▶ _JOB 1_: In the pandas dataframe question, what should happen to a row whose col1 matches neither col2 nor col3?
▶ _JOB 2_: Carry on the pandas dataframe question from the point at which it stops.

## start EXTRACT

Change values in pandas dataframe based on values in certain columns

How can I convert this first dataframe to the one below it? Based on different scenarios of the first three columns matching, I want to change the values in the rest of the columns.
import pandas as pd
df = pd.DataFrame([['foo', 'foo', 'bar', 'a', 'b', 'c', 'd'], ['bar', 'foo', 'bar', 'a', 'b', 'c', 'd'],
['spa', 'foo', 'bar', 'a', 'b', 'c', 'd']], columns=['col1', 'col2', 'col3', 's1', 's2', 's3', 's4'])
col1 col2 col3 s1 s2 s3 s4
0 foo foo bar a b c d
1 bar foo bar a b c d
2 spa foo bar a b c d
If col1 = col2, I want to change all a's to 2, all b's and c's to 1, and all d's to 0. This is row 1 in my example df.
If col1 = col3, I want to change all a's to 0, all b's and c's to 1, and all d's to 2. This is row 2 in my example df.
If col1 != col2/col3, I want to delete the row and add 1 to a counter so I have a total of deleted rows. This is row 3 in my example df.
So my final dataframe would look like this, with counter = 1:
df = pd.DataFrame([['foo', 'foo', 'bar', '2', '1', '1', '0'], ['bar', 'foo', 'bar', '0', '1', '1', '2']],
columns=['col1', 'col2', 'col3', 's1', 's2', 's3', 's4'])

## end EXTRACT
## start DATA SHOWN

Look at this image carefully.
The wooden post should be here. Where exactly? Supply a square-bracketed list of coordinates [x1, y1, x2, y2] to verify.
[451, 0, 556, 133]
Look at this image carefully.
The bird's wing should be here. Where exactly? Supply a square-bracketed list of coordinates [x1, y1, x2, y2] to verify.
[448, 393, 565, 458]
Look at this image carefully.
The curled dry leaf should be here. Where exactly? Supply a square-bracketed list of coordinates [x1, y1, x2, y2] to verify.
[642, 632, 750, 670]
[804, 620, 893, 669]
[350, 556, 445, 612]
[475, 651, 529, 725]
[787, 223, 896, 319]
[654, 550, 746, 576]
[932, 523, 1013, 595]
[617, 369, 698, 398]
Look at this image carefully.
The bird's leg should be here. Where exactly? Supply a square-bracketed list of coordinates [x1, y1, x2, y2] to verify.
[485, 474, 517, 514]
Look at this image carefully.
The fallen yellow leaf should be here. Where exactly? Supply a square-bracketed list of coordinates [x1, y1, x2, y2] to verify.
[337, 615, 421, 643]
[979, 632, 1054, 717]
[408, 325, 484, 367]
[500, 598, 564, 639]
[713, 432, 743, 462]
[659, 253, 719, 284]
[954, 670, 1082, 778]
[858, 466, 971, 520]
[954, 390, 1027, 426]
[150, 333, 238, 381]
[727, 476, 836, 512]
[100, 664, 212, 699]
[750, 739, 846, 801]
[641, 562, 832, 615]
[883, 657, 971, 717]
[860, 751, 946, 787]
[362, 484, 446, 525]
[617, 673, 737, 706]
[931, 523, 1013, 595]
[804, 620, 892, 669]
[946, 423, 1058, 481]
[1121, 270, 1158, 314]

## end DATA SHOWN

▶ _FINAL RESULT 1_: The row should be deleted, and 1 added to a counter that totals the deleted rows.

▶ _FINAL RESULT 2_:
col1 col2 col3 s1 s2 s3 s4
0 foo foo bar 2 1 1 0
1 bar foo bar 0 1 1 2
I was reading that using df.iterrows is slow and so there must be a way to do this on the whole df at once, but my original idea was:
for row in df.iterrows:
if (row["col1"] == row["col2"]):
df.replace(to_replace=['a'], value='2', inplace=True)
df.replace(to_replace=['b', 'c'], value='1', inplace=True)
df.replace(to_replace=['d'], value='0', inplace=True)
elif (row["col1"] == row["col3"]):
df.replace(to_replace=['a'], value='0', inplace=True)
df.replace(to_replace=['b', 'c'], value='1', inplace=True)
df.replace(to_replace=['d'], value='2', inplace=True)
else:
(delete row, add 1 to counter)
The original df is massive, so speed is important to me. I'm hoping it's possible to do the conversions on the whole dataframe without iterrows. Even if it's not possible, I could use help getting the syntax right for the iterrows.
You can remove rows by boolean indexing first:
m1 = df["col1"] == df["col2"]
m2 = df["col1"] == df["col3"]
m = m1 | m2
Get number of removed rows by sum of chained condition m1 and m2 with inverting by ~:
counter = (~m).sum()
print (counter)
1
df = df[m].copy()
print (df)
col1 col2 col3 s1 s2 s3 s4
0 foo foo bar a b c d
1 bar foo bar a b c d
and then replace with dictionary by condition:
d1 = {'a':2,'b':1,'c':1,'d':0}
d2 = {'a':0,'b':1,'c':1,'d':2}
m1 = df["col1"] == df["col2"]
#replace all columns without col1-col3
cols = df.columns.difference(['col1','col2','col3'])
df.loc[m1, cols] = df.loc[m1, cols].replace(d1)
df.loc[~m1, cols] = df.loc[~m1, cols].replace(d2)
print (df)
col1 col2 col3 s1 s2 s3 s4
0 foo foo bar 2 1 1 0
1 bar foo bar 0 1 1 2
Timings:
In [138]: %timeit (jez(df))
872 ms ± 6.94 ms per loop (mean ± std. dev. of 7 runs, 1 loop each)
In [139]: %timeit (hb(df))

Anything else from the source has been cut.